**EXTRAIT DU DOCUMENT**

■ ■ ■ ■ ■

Par contre, Bert05, je viens de lire la partie "polémique" sur la minimisation du rôle de l'URSS face au nazisme et je ne suis pas d'accord avec tout. Pour ceux que ces détails historiques n'intéressent pas, passez votre chemin, ça va être long, technique et sans lien avec le sujet du topic (quant au ski... mais quand on voit les dernières sorties GFS pour les Vosges...).
- Le pacte germano-soviétique a été opportunément présenté comme une manœuvre "en attendant la vraie confrontation". C'est un peu de la justification post-1941.
En 39, tout n'était pas si clair dans la tête de Staline, qui espérait que nazisme et capitalisme démocratique allaient s'annihiler. S'il préparait l'attaque inéluctable d'Hitler, pourquoi attaquer la Finlande et les pays baltes plutôt que d'en faire des alliés ou un glacis ? Pourquoi pousser les communistes français à saboter l'effort de guerre en septembre 39 (d'ailleurs, sauf erreur, Thorez part à ce moment-là à Moscou) si l'on ne veut pas donner un avantage à Hitler ? Pourquoi accepter la livraison de matières premières et nourriture en plus, alors que la non-belligérance était déjà inespérée pour Von Ribbentrop ?

■ ■ ■ ■ ■

**DONNÉES FOURNIES**
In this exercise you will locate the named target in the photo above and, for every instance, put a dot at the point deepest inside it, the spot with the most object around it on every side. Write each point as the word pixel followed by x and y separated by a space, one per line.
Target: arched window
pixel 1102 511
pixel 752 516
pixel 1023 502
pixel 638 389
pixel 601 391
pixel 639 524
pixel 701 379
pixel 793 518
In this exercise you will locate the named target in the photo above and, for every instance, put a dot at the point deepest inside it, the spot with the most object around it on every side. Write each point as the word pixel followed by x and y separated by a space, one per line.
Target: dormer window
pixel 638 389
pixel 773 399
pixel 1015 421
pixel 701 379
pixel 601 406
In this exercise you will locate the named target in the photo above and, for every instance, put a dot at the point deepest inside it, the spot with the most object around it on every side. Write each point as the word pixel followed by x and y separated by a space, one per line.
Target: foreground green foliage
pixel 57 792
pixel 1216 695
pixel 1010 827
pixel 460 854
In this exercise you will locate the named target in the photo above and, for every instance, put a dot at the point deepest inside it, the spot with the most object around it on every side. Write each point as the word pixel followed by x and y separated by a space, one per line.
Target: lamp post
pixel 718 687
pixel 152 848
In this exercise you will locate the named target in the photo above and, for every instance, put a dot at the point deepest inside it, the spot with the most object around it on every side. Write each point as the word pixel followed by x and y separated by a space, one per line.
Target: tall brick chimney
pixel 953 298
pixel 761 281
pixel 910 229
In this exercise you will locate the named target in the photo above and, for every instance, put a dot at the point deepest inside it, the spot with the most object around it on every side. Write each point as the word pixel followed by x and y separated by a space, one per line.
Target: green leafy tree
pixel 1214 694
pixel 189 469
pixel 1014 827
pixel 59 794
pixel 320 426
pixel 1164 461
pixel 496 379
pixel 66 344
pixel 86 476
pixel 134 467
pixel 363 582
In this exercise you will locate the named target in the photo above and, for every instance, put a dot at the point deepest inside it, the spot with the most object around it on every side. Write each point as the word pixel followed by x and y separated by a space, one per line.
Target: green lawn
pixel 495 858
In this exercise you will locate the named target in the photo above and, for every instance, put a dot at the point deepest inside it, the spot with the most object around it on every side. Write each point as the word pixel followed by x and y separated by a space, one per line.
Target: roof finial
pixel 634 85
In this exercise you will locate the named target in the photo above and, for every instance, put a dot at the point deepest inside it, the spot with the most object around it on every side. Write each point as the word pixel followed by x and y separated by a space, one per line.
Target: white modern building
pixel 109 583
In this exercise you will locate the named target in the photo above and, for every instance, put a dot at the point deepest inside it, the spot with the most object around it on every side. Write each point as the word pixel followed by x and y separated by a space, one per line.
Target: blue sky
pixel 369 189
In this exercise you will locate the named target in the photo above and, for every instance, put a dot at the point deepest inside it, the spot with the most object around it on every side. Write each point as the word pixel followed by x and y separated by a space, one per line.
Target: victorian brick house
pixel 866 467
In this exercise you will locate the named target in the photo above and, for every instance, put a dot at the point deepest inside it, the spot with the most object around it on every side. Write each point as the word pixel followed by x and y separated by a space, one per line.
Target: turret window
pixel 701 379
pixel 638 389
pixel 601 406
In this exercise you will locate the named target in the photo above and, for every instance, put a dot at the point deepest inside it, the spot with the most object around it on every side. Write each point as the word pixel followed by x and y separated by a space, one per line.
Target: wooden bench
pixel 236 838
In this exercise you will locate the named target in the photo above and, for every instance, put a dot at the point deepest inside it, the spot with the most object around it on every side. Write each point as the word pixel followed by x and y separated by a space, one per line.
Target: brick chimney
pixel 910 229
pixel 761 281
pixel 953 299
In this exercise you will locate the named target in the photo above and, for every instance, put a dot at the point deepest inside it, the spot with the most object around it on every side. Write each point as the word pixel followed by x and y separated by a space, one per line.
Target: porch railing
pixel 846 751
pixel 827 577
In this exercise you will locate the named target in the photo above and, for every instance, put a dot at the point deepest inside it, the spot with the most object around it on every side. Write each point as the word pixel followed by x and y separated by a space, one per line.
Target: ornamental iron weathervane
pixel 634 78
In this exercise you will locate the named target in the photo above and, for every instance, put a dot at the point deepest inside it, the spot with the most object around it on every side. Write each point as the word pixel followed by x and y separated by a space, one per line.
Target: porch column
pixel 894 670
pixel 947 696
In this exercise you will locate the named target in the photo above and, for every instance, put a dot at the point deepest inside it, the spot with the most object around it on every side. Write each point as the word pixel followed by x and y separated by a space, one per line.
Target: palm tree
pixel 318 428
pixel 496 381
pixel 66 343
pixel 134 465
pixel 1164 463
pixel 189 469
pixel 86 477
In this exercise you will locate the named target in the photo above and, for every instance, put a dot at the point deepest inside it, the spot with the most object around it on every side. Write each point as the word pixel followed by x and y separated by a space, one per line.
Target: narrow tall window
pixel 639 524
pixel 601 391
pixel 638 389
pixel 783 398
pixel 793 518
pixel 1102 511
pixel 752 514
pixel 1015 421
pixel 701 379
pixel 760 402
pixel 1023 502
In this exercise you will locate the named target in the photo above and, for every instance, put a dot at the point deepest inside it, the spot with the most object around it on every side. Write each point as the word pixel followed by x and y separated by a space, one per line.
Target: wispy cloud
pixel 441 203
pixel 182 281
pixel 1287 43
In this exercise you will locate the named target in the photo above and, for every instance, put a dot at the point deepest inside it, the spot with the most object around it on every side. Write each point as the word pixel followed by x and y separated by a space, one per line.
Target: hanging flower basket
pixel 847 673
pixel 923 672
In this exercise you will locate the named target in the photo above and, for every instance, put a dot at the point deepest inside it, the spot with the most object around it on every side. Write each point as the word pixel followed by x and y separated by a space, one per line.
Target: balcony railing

■ ■ ■ ■ ■

**CONSIGNES DE L'EXERCICE**
1. Répondez aux questions suivantes à partir de l'extrait :
(a) Pour quel massif les dernières sorties GFS sont-elles évoquées ?
(b) Qu'espérait Staline en 39, selon l'extrait ?
(c) Quel dirigeant est présenté comme partant à Moscou en septembre 39 ?
2. Reproduisez le passage de l'extrait compris entre "- Le pacte germano-soviétique" et "la justification post-1941.", bornes incluses, en substituant "stratégie" à "manœuvre".

**RÉPONSES ATTENDUES**
1.
(a) Les Vosges.
(b) Que nazisme et capitalisme démocratique allaient s'annihiler.
(c) Thorez.

2.
- Le pacte germano-soviétique a été opportunément présenté comme une stratégie "en attendant la vraie confrontation". C'est un peu de la justification post-1941.